I set off today for the ArcLight in Hollywood, intending to see a self-curated double feature of American Pastoral and Certain Women. I was sitting in the theater, alone, at about a minute to American Pastoral’s 11:20am showtime when the ArcLight usher approached me, apologizing that the theater was having projection problems. Would I like to see something else instead? I swapped my ticket for the next available showing of Certain Women, and happily accepted the comp ticket I could use any other time. At $16.25 a crack, a free ticket is nothing to turn ones’ nose up at! Thanks @ArclightCinemas Hollywood!

Just as well it turned out that way. I don’t think I could have sat through two 2 hour movies. To be fair, Certain Women is 1 hour, 47 minutes while American Pastoral clocks in at 2 hours, 6 minutes.

I’d heard Certain Women was slow, and it was, but luxuriously so. I enjoy that, a film that takes its time, setting up and reveling in its surroundings. Director Kelly Reichardt has a strong sense of how place impacts her characters and the audience in this character study. Right from the start, watching a train chug its way across the flat expanse of land, the snow-covered mountains framed in the distance, the camera work telegraphed the fact that life in wintry Montana, the cold so bitter looking it almost seeped into my seat, was a gritty, sometimes hard thing. The three stories, interwoven by the slimmest of threads, were going to be gritty, sometimes hard stories. 

While they were women’s stories in so far as women were the central figures, they weren’t of the usual women’s story ilk. They weren’t concerned with male female relationships, family, sex, or romance, at least not in any usual way.

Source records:
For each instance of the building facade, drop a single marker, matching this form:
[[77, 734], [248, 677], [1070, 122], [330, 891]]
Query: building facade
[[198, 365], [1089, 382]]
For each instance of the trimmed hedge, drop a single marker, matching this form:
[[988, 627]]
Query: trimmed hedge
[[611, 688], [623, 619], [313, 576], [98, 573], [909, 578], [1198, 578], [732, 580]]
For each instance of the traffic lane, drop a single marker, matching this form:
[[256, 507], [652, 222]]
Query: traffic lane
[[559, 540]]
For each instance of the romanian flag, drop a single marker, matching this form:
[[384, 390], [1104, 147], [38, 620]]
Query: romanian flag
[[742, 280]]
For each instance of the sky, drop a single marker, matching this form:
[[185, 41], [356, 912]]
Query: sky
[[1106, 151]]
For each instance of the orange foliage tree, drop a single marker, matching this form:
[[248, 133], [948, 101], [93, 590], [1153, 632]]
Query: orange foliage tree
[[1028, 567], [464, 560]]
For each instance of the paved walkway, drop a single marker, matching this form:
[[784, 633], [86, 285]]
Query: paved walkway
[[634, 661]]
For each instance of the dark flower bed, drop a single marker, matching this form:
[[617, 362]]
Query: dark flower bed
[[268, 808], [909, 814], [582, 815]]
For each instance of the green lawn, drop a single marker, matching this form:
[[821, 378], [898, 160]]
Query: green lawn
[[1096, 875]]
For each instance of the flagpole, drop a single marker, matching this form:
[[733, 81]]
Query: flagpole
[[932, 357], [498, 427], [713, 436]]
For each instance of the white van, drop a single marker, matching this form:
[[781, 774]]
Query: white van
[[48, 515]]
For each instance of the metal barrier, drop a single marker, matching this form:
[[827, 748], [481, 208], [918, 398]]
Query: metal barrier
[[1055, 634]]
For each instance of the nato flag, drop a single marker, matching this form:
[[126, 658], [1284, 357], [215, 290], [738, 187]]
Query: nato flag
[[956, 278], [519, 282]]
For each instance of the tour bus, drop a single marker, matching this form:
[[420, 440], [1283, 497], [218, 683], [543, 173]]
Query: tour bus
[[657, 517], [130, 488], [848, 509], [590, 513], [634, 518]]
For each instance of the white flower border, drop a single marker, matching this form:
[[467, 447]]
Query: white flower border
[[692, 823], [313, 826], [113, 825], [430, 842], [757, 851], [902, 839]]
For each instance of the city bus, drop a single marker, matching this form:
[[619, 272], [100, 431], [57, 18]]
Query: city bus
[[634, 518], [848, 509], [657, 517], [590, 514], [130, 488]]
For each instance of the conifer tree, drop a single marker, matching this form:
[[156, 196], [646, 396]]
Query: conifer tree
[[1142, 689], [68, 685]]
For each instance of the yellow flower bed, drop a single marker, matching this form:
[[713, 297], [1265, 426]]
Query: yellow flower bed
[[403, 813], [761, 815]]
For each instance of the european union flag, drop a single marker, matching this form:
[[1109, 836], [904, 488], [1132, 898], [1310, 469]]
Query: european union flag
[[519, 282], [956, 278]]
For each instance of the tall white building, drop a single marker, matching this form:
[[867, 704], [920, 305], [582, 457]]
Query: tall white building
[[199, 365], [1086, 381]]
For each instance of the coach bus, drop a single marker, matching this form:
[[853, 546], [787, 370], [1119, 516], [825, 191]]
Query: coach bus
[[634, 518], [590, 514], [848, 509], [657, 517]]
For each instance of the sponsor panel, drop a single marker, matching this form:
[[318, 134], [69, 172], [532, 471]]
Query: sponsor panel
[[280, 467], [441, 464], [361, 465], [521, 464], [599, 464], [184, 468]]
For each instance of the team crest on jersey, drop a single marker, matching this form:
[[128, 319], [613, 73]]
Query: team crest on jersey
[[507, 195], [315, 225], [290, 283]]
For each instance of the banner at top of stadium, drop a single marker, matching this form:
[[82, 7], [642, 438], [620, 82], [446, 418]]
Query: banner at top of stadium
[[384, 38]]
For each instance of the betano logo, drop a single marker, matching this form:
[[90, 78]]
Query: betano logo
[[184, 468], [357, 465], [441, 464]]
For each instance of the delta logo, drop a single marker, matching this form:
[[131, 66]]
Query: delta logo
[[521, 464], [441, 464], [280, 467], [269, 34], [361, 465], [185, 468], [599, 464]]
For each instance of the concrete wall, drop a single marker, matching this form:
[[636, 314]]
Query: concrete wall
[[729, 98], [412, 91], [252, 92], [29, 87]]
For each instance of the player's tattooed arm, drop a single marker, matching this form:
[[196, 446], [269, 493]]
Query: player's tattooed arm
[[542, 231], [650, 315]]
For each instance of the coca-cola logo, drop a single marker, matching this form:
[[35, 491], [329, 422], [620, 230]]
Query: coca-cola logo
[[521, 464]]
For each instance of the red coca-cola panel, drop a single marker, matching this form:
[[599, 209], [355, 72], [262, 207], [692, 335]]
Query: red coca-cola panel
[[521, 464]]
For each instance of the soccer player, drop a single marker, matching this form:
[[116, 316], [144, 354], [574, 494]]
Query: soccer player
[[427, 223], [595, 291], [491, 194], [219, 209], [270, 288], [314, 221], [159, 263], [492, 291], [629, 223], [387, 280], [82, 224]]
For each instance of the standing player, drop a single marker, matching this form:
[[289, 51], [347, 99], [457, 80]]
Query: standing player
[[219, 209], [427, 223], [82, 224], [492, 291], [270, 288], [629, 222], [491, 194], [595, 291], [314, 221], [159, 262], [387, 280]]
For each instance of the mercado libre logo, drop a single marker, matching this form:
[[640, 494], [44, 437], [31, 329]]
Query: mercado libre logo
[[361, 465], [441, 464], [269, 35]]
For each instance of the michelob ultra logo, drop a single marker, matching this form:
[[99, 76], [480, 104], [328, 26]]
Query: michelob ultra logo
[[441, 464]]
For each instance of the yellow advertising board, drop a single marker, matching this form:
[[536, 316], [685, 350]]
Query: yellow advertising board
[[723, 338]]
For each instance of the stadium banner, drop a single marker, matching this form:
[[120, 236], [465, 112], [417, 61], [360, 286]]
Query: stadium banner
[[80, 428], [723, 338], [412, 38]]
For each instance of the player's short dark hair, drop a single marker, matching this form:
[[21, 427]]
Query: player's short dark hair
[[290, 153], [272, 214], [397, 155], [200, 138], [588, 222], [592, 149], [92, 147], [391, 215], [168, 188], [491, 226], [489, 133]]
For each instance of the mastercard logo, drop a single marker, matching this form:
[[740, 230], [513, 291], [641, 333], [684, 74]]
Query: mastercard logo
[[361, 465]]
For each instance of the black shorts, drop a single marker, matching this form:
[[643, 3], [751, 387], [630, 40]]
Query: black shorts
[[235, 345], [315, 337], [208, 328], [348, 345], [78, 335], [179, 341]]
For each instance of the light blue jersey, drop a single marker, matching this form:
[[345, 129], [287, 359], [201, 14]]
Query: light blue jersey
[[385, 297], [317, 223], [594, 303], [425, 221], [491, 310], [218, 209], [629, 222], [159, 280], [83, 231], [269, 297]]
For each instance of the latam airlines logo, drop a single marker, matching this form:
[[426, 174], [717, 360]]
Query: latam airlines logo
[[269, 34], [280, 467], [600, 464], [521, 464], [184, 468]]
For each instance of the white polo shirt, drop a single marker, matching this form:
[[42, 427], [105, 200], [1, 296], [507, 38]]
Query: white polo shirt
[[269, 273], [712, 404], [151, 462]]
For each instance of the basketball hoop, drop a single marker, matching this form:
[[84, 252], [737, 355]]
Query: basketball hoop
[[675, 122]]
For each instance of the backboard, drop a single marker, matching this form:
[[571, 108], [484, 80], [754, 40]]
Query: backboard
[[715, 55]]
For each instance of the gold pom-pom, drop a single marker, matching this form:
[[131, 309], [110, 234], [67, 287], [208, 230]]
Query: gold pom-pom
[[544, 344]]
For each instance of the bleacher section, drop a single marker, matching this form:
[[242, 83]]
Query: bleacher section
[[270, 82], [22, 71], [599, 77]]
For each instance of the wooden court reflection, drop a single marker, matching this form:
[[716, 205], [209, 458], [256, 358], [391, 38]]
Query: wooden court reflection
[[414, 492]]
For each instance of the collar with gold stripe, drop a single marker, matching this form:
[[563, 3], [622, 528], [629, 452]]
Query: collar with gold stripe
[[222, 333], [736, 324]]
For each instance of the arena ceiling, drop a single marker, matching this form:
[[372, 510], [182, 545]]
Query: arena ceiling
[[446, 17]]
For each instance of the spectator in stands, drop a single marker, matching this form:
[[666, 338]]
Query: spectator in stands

WRITTEN TASKS –
1 – Answer these questions using the ArcLight post.
(a) What was the showtime of American Pastoral?
(b) How much does a ticket cost, according to the ArcLight post?
(c) Who directed Certain Women?
2 – In the entries, switch "drop a single marker" to "place one point" across the stretch from the line containing "For each instance of the tour" through the line containing "[[384, 38]]". Return only those lines.

PROBLEM SOLUTIONS –
1 –
(a) 11:20am
(b) $16.25
(c) Kelly Reichardt

2 –
For each instance of the tour bus, place one point, matching this form:
[[420, 440], [1283, 497], [218, 683], [543, 173]]
Query: tour bus
[[657, 517], [130, 488], [848, 509], [590, 513], [634, 518]]
For each instance of the white flower border, place one point, matching this form:
[[467, 447]]
Query: white flower border
[[692, 823], [313, 826], [113, 825], [430, 842], [757, 851], [902, 839]]
For each instance of the city bus, place one point, matching this form:
[[619, 272], [100, 431], [57, 18]]
Query: city bus
[[634, 518], [848, 509], [657, 517], [590, 514], [130, 488]]
For each instance of the conifer tree, place one point, matching this form:
[[156, 196], [646, 396]]
Query: conifer tree
[[1142, 689], [68, 685]]
For each instance of the yellow flower bed, place one point, matching this form:
[[713, 297], [1265, 426]]
Query: yellow flower bed
[[403, 813], [761, 815]]
For each instance of the european union flag, place one point, matching this form:
[[1109, 836], [904, 488], [1132, 898], [1310, 469]]
Query: european union flag
[[519, 282], [956, 278]]
For each instance of the tall white building, place one point, matching this form:
[[867, 704], [920, 305], [582, 457]]
Query: tall white building
[[199, 365], [1086, 381]]
For each instance of the coach bus, place one point, matching this form:
[[853, 546], [787, 370], [1119, 516], [825, 191]]
Query: coach bus
[[634, 518], [590, 514], [848, 509], [657, 517]]
For each instance of the sponsor panel, place one point, matching this form:
[[318, 134], [69, 172], [532, 471]]
Query: sponsor panel
[[280, 467], [441, 464], [361, 465], [521, 464], [599, 464], [184, 468]]
For each instance of the team crest on jersey, place one point, matching this form:
[[128, 319], [613, 73]]
Query: team crest on jersey
[[507, 195], [315, 225], [290, 283]]
For each instance of the banner at top of stadium, place one point, matching this form:
[[82, 7], [642, 438], [620, 82], [446, 418]]
Query: banner at top of stadium
[[384, 38]]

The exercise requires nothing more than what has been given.